Exercise task> Rewrite the stretch of the Golden Globes article from "Other acting prizes" through "forced into prostitution.", putting "offbeat" in place of "oddball".
### Source text
Argo also claimed the directing prize for Ben Affleck, a prize that normally bodes well for an Academy Award win — except he missed out on an Oscar nomination this time.

Affleck's now in an unusual position during Hollywood's long awards season, taking home the top filmmaking trophy at the second-highest film honors knowing he does not have a shot at an Oscar.

And the night left Argo taking home the top prize at the Globes but standing as a longshot for best picture at the Feb. 24 Oscars, where films almost never win if their directors are not nominated.

In a breathless, rapid-fire speech, Affleck gushed over the names of other nominees presenter Halle Berry had read off: Steven Spielberg for Lincoln, Ang Lee for Life of Pi, Kathryn Bigelow for Zero Dark Thirty and Quentin Tarantino for Django Unchained.

"Look, I don't care what the award is. When they put your name next to the names she just read off, it's an extraordinary thing in your life," Affleck said.

Les Miserables was named best musical or comedy, while Hugh Jackman and Anne Hathaway claimed acting prizes.

Besides the three wins for Les Miserables and two for Argo, the show was a mixed bag, with awards spreads around a number of films. Lincoln came in leading with seven nominations but lost all but one, for Daniel Day-Lewis as best actor in the title role of Lincoln.

"If I had this on a timeshare basis with my wonderful gifted colleagues, I might just hope to keep it for one day of the year, and I'd be happy with that," said Day-Lewis, who previously won a Globe for There Will Be Blood and is a two-time Oscar winner with a strong shot at a third.

Zero Dark Thirty star Jessica Chastain won the Globe for dramatic actress as a CIA agent obsessively pursuing Bin Laden.

Other acting prizes went to Jennifer Lawrence as best musical or comedy actress for the oddball romance Silver Linings Playbook and Christoph Waltz as supporting actor for the slave-revenge tale Django Unchained.

Les Miserables, the musical based on Victor Hugo's classic novel earned Jackman the Globe for musical or comedy actor as tragic hero Jean Valjean. Hathaway won supporting actress as a single mom forced into prostitution.

"Thank you for this lovely blunt object that I will forevermore use as a weapon against self-doubt," Hathaway said.

Jackman was a bit hoarse from the flu, but his Globe win seemed to be the right antidote.

"I was kicking myself for not getting the flu shot, but it appears that you don't need one. I feel great," Jackman said.

But when it comes to Hollywood's highest honors, Les Miserables already has a big obstacle, also failing to earn a best-director slot for filmmaker Tom Hooper at the Feb. 24 Oscars.

Last Thursday's Oscar nominations held some shockers, including the omission of Affleck from the directing lineup, along with fellow Globe nominee Bigelow. Bigelow and Affleck also were nominated for top honors by the Directors Guild of America, whose contenders usually match up closely with the Oscar field.
######
### Source data
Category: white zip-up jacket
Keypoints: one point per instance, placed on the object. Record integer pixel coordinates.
######
Written answer>
Other acting prizes went to Jennifer Lawrence as best musical or comedy actress for the offbeat romance Silver Linings Playbook and Christoph Waltz as supporting actor for the slave-revenge tale Django Unchained.

Les Miserables, the musical based on Victor Hugo's classic novel earned Jackman the Globe for musical or comedy actor as tragic hero Jean Valjean. Hathaway won supporting actress as a single mom forced into prostitution.